Mazower señala que este fenómeno tiene su raíz en una inversión simbólica. El judío, paradigma del perseguido durante siglos, se ha convertido en figura del opresor. En el imaginario progresista de parte de Occidente, el pueblo de las víctimas ocupa ahora el lugar del culpable. Esa metamorfosis no obedece a los hechos, sino a una lógica emocional; Europa se ha cansado de su propia culpa y necesita trasladarla a otro. La compasión se convierte en coartada del olvido. Se prefiere hablar del colonialismo o del racismo estructural antes que recordar el antisemitismo que dio origen a la catástrofe del siglo XX.

La idea de fatiga moral de Europa es decisiva. El recuerdo del Holocausto sirvió de freno al resurgir del odio durante décadas, pero, con el paso del tiempo, ese freno se ha desgastado y las generaciones que no vivieron la guerra sienten la memoria como herencia ajena. Para ellas la obligación de recordar es una carga pesada. Todo exceso de culpa engendra tarde o temprano el deseo de liberarse de ella. Así es como ha nacido un nuevo antisemitismo, que puede que sea más más tenue, pero está más extendido, por cuanto no se proclama, sino que se insinúa en la indiferencia, en la equiparación de todos los males y en la idea de que “ya basta con mirar atrás”.

Mazower observa también cómo la tecnología ha dado al prejuicio una nueva vida. Internet ha democratizado el rencor. Las viejas teorías conspirativas se reescriben en foros digitales, en los que el “poder judío” se confunde con “las élites globalistas” o “los amos del mundo”. El antisemitismo contemporáneo no necesita doctrina; le basta con la sospecha. Circula por los algoritmos como una niebla difusa, adoptando las formas del escepticismo político y del descontento social. En la extrema derecha, reaparece como defensa de la identidad nacional; en la izquierda radical, como solidaridad con los oprimidos. Ambos extremos, concluye el autor, se tocan en su desprecio por el judío; uno lo teme como extranjero, el otro lo acusa de poderoso.

El resultado es un antisemitismo global, flexible, que puede adaptarse a cualquier narrativa. En tiempos de crisis, el judío vuelve a ser el nombre del mal, aunque se le llame de otro modo. La palabra “antisemitismo” ha sobrevivido a todas sus mutaciones, pero su fuerza moral se debilita cada vez que se usa con ligereza como arma retórica o como censura automática. Mazower advierte que esa inflación del término corre el riesgo de vaciarlo; si todo es antisemitismo, nada lo es realmente. Y cuando las palabras pierden su peso, el mal se vuelve invisible.

**Líneas proporcionadas:**

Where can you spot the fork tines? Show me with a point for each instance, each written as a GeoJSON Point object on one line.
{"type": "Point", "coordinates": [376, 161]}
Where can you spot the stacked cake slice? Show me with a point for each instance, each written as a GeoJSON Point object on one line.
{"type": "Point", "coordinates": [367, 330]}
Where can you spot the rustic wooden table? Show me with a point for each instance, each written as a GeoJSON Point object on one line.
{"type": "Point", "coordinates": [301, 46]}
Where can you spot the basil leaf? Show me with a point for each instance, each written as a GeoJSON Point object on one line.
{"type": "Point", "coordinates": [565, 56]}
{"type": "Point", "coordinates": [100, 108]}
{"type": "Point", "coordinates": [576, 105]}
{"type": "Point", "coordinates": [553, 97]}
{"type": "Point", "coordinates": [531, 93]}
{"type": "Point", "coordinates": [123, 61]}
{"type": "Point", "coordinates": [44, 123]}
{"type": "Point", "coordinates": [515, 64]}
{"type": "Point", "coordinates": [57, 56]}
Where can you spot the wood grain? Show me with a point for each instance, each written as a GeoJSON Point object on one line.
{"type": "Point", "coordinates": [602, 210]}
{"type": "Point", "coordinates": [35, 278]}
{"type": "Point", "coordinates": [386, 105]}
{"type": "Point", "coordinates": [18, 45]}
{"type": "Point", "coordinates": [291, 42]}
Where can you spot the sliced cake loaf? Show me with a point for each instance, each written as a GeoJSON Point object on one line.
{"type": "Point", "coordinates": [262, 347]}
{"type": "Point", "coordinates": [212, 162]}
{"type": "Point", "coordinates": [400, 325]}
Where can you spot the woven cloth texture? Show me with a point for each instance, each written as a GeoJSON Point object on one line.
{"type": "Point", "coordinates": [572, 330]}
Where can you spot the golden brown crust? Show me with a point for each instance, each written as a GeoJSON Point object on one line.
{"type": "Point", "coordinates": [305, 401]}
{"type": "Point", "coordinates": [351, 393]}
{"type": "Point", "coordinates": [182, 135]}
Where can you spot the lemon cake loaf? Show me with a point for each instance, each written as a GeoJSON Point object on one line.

**Acción requerida A:**
Responde estas preguntas sobre el fragmento acerca del antisemitismo:
(i) ¿Qué sirvió durante décadas de freno al resurgir del odio?
(ii) ¿Qué ha democratizado Internet?
(iii) ¿Cómo reaparece el antisemitismo en la extrema derecha?
**Acción requerida B:**
Escribe la continuación del fragmento sobre el antisemitismo a partir de su última oración.

**Espacio de respuesta A:**
(i) El recuerdo del Holocausto.
(ii) El rencor.
(iii) Como defensa de la identidad nacional.

**Espacio de respuesta B:**
Al final de su reflexión, el historiador vuelve al origen a la palabra como espejo de la conciencia europea. Europa, dice, inventó el antisemitismo y, al mismo tiempo, inventó su condena. Vive escindida entre la culpa y la negación, entre el recuerdo y el cansancio. Esa tensión atraviesa su historia reciente, cuando la Shoah convirtió el antisemitismo en blasfemia moral, pero también en tabú que muchos desean romper. El odio reaparece, no porque haya sido olvidado, sino porque la memoria se ha vuelto formal, desprovista de compasión viva.

Mazower no ofrece soluciones, sino advertencias. El antisemitismo no es una ideología que pueda erradicarse, sino una tentación permanente del alma humana, de la necesidad de simplificar el mal, de encontrar un rostro sobre el cual proyectar el desorden del mundo. Cuando la razón se agota y la política decepciona, el odio al judío reaparece como alivio simbólico. Por eso su derrota nunca será definitiva.

El libro concluye con una reflexión que tiene el tono de una admonición moral: las palabras que inventamos para comprender el mal pueden volverse, si no las cuidamos, su refugio. Antisemitismo nació para nombrar una enfermedad del espíritu; hoy corre el riesgo de convertirse en máscara del mismo mal que denunciaba. Solo una conciencia vigilante puede impedirlo, la conciencia que distingue entre la crítica y la demonización, entre la justicia y el resentimiento, entre la memoria y la retórica.

En esa vigilancia —dice Mazower— reside el porvenir de la humanidad europea. Porque odiar al judío, en el fondo, es odiar a la memoria; y una civilización que renuncia a su memoria comienza a odiarse a sí misma.